[Coordinate annotation records]
____________________

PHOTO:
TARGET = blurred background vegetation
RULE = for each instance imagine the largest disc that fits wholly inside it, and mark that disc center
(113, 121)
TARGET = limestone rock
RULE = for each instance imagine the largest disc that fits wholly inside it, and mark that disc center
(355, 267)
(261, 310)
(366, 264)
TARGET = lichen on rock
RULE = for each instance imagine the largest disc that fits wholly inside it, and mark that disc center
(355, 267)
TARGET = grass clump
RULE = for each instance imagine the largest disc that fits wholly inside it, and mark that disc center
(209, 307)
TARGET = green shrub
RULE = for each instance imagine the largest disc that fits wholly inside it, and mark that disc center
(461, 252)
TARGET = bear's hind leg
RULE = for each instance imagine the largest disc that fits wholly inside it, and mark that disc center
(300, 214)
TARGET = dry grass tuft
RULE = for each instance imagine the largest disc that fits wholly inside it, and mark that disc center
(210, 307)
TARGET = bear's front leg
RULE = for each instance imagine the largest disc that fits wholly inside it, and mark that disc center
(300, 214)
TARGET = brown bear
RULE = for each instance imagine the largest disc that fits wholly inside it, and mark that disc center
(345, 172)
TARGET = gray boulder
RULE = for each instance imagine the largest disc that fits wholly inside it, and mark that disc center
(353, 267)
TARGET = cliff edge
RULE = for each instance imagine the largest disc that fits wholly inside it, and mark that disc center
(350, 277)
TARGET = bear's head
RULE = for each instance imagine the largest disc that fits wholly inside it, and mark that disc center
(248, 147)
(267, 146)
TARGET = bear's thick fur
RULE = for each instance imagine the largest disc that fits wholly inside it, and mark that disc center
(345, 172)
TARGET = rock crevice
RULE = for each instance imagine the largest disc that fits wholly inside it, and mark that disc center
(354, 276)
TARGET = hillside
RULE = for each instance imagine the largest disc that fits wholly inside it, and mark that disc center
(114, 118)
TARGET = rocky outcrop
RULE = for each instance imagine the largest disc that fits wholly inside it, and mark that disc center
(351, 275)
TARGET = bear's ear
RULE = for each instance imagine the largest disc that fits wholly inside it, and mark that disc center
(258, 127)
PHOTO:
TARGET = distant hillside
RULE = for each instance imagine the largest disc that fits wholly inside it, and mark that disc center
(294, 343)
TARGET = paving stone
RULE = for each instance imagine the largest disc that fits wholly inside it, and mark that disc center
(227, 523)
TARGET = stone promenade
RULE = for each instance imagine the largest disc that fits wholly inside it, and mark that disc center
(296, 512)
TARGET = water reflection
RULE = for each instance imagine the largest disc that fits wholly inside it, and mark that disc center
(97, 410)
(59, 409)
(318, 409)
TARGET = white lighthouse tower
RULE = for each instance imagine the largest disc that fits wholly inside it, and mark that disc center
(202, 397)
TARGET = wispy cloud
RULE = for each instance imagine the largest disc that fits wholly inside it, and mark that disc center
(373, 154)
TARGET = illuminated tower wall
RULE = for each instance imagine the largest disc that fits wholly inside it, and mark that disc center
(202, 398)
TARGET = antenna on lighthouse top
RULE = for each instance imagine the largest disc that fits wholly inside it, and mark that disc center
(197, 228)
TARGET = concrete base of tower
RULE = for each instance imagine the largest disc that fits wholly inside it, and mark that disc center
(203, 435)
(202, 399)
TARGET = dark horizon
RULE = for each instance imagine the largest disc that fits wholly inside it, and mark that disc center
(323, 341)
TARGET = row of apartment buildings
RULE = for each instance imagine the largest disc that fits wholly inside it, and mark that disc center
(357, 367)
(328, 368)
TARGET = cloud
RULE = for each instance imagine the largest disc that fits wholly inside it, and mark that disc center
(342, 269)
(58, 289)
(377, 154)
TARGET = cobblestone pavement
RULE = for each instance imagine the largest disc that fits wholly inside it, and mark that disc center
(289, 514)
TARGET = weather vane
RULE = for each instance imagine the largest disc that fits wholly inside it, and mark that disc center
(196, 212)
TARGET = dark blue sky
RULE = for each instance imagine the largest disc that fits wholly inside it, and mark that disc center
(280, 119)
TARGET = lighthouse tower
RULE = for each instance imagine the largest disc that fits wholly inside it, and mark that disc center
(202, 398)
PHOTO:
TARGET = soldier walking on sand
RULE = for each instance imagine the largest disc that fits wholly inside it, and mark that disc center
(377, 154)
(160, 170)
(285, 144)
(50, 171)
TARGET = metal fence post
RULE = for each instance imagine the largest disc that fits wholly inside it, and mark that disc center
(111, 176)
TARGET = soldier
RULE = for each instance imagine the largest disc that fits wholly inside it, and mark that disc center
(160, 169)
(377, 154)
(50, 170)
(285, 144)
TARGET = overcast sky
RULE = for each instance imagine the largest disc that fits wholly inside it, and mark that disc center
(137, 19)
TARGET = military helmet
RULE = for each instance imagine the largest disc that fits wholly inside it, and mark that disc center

____________________

■ WHAT THE EXERCISE ASKS: Set down the listing in full, keeping every word exactly as it is.

■ TASK RESPONSE:
PHOTO:
TARGET = blurred background vegetation
RULE = for each instance imagine the largest disc that fits wholly inside it, and mark that disc center
(113, 121)
TARGET = limestone rock
RULE = for each instance imagine the largest disc that fits wholly inside it, and mark that disc center
(355, 267)
(261, 310)
(366, 264)
TARGET = lichen on rock
RULE = for each instance imagine the largest disc that fits wholly inside it, and mark that disc center
(355, 267)
TARGET = grass clump
RULE = for each instance imagine the largest disc that fits wholly inside it, and mark that disc center
(209, 307)
TARGET = green shrub
RULE = for each instance imagine the largest disc that fits wholly inside it, and mark that disc center
(461, 252)
TARGET = bear's hind leg
RULE = for each instance imagine the largest disc that fits wholly inside it, and mark that disc center
(300, 214)
TARGET = dry grass tuft
RULE = for each instance imagine the largest disc that fits wholly inside it, and mark that disc center
(210, 307)
TARGET = bear's front leg
RULE = for each instance imagine the largest disc that fits wholly inside it, and mark that disc center
(300, 214)
TARGET = brown bear
RULE = for each instance imagine the largest disc that fits wholly inside it, and mark that disc center
(345, 172)
TARGET = gray boulder
RULE = for each instance imagine the largest disc that fits wholly inside it, and mark that disc center
(353, 267)
TARGET = cliff edge
RULE = for each instance imagine the largest disc that fits wholly inside it, and mark that disc center
(350, 277)
TARGET = bear's head
RULE = for each instance imagine the largest disc that fits wholly inside it, and mark that disc center
(248, 147)
(267, 146)
TARGET = bear's thick fur
RULE = for each instance imagine the largest disc that fits wholly inside it, and mark that disc center
(345, 172)
TARGET = rock crevice
RULE = for each instance imagine the largest disc that fits wholly inside it, and mark that disc center
(354, 276)
TARGET = hillside
RULE = for each instance imagine the largest disc that fits wholly inside it, and mark that disc center
(114, 118)
TARGET = rocky outcrop
RULE = for each instance imagine the largest disc that fits wholly inside it, and mark that disc center
(351, 275)
TARGET = bear's ear
RULE = for each instance imagine the largest disc that fits wholly inside it, and mark that disc center
(258, 127)
PHOTO:
TARGET = distant hillside
RULE = for each instance imagine the largest disc that fits wholly inside it, and mark that disc center
(294, 343)
TARGET = paving stone
RULE = for each instance imagine the largest disc that fits wholly inside it, and mark that disc center
(227, 523)
TARGET = stone promenade
RULE = for each instance imagine the largest disc that fits wholly inside it, and mark that disc center
(296, 512)
TARGET = water reflection
RULE = for each instance imagine the largest disc that fits wholly inside it, and mark that disc center
(97, 410)
(59, 409)
(318, 409)
TARGET = white lighthouse tower
RULE = for each instance imagine the largest disc that fits wholly inside it, and mark that disc center
(202, 397)
TARGET = wispy cloud
RULE = for each instance imagine the largest disc that fits wholly inside it, and mark that disc center
(373, 154)
TARGET = illuminated tower wall
RULE = for each instance imagine the largest disc that fits wholly inside it, and mark that disc center
(202, 398)
TARGET = antenna on lighthouse top
RULE = for each instance imagine the largest disc that fits wholly inside it, and mark that disc center
(197, 228)
TARGET = concrete base of tower
RULE = for each instance imagine the largest disc that fits wholly inside it, and mark that disc center
(203, 435)
(202, 399)
TARGET = dark horizon
RULE = for each instance imagine the largest disc that fits wholly inside it, and mark that disc center
(323, 341)
TARGET = row of apartment buildings
RULE = for each instance imagine the largest disc that fits wholly inside it, and mark that disc center
(357, 367)
(328, 368)
TARGET = cloud
RULE = for each instance imagine the largest disc that fits wholly inside it, and mark that disc center
(342, 269)
(58, 289)
(377, 154)
TARGET = cobblestone pavement
RULE = for each instance imagine the largest disc that fits wholly inside it, and mark that disc center
(289, 514)
TARGET = weather vane
RULE = for each instance imagine the largest disc that fits wholly inside it, and mark that disc center
(196, 212)
TARGET = dark blue sky
RULE = for each instance imagine the largest disc that fits wholly inside it, and mark that disc center
(280, 119)
TARGET = lighthouse tower
RULE = for each instance imagine the largest disc that fits wholly inside it, and mark that disc center
(202, 398)
PHOTO:
TARGET = soldier walking on sand
RULE = for each instance imagine the largest disc that fits wholly inside it, and mark that disc center
(377, 154)
(160, 170)
(285, 144)
(50, 171)
TARGET = metal fence post
RULE = for each instance imagine the largest disc that fits wholly inside it, and mark that disc center
(111, 176)
TARGET = soldier
RULE = for each instance imagine the largest disc that fits wholly inside it, and mark that disc center
(160, 169)
(377, 154)
(50, 170)
(285, 144)
TARGET = overcast sky
RULE = for each instance imagine the largest disc that fits wholly inside it, and mark that disc center
(137, 19)
TARGET = military helmet
RULE = for each instance imagine the largest disc that fits wholly inside it, and mark that disc center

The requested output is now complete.